Work instructions:
Copy the records from the line containing "For each instance of the ponytail" through the end of the records, swapping "straw hat" for "wide-brimmed hat" and leaving everything else unchanged.

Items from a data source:
_ _ _
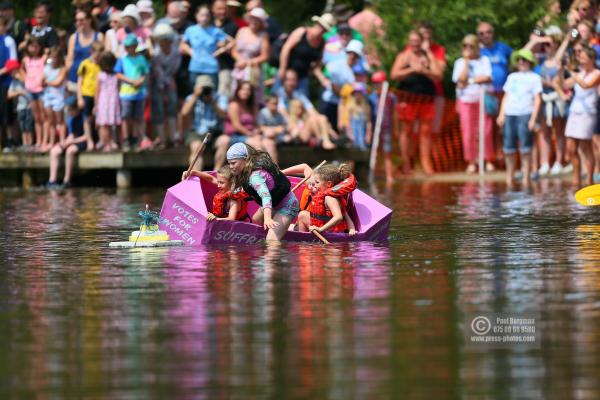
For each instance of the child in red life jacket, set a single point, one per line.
(226, 204)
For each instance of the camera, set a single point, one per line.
(574, 33)
(206, 91)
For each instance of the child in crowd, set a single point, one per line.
(165, 63)
(55, 74)
(518, 113)
(17, 91)
(272, 125)
(387, 121)
(33, 72)
(359, 113)
(87, 84)
(226, 204)
(132, 71)
(327, 207)
(106, 102)
(74, 143)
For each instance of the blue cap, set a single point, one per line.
(130, 40)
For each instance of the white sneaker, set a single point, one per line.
(556, 169)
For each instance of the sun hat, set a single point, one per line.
(354, 46)
(130, 40)
(11, 65)
(524, 54)
(163, 31)
(204, 81)
(238, 151)
(327, 21)
(145, 6)
(131, 11)
(379, 77)
(258, 13)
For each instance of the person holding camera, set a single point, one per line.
(207, 115)
(581, 123)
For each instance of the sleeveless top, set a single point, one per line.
(80, 54)
(303, 55)
(584, 100)
(417, 84)
(34, 75)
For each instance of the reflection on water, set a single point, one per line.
(351, 321)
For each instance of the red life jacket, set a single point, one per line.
(221, 199)
(320, 215)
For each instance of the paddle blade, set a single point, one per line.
(589, 195)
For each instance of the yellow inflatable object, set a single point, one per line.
(589, 195)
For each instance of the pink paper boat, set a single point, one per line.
(184, 210)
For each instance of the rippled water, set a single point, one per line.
(353, 321)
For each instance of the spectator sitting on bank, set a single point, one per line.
(132, 71)
(240, 125)
(163, 91)
(272, 125)
(207, 115)
(17, 91)
(87, 85)
(303, 51)
(74, 143)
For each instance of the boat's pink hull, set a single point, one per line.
(184, 210)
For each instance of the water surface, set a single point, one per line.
(348, 321)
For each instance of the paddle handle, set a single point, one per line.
(308, 177)
(321, 237)
(199, 152)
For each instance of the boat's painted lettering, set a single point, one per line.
(236, 237)
(185, 213)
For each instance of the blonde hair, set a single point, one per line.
(332, 173)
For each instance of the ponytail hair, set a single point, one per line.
(257, 159)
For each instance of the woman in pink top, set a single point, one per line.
(33, 70)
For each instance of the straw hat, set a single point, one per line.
(327, 21)
(524, 54)
(131, 11)
(163, 31)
_ _ _
Full response:
For each instance of the ponytail hair, set a single point, one per line.
(257, 159)
For each instance of the woman in pink top, set a single point, one per line.
(33, 70)
For each instance of the wide-brimmed hat, set a single point, one per line.
(327, 21)
(524, 54)
(131, 11)
(163, 31)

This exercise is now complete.